REQUEST ::
Edit the material below so that "Place a marker" becomes "Put a dot" wherever it occurs, and leave everything else as it is.

RECORD EXTRACTS ::
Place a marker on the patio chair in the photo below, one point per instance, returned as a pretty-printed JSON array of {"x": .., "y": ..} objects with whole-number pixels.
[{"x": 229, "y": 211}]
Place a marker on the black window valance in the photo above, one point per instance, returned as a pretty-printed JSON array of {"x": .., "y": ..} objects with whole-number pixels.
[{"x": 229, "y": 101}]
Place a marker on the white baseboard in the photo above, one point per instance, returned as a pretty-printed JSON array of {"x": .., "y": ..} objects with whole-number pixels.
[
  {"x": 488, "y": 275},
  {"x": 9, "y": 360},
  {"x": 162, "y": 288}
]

SOLUTION TO THIS TASK ::
Put a dot on the patio chair in the photo below, one point per instance, returned as a pretty-printed JSON array of {"x": .., "y": ..} objects with whole-number pixels.
[{"x": 229, "y": 211}]
Put a dot on the black window valance in the photo above, one point per instance, returned as a pretty-printed JSON array of {"x": .., "y": ..} objects with whole-number pixels.
[{"x": 229, "y": 101}]
Put a dot on the white baseboard in the photo above, one point per instance, returned as a pretty-printed JSON array of {"x": .., "y": ..} objects with whole-number pixels.
[
  {"x": 488, "y": 275},
  {"x": 9, "y": 360},
  {"x": 162, "y": 288}
]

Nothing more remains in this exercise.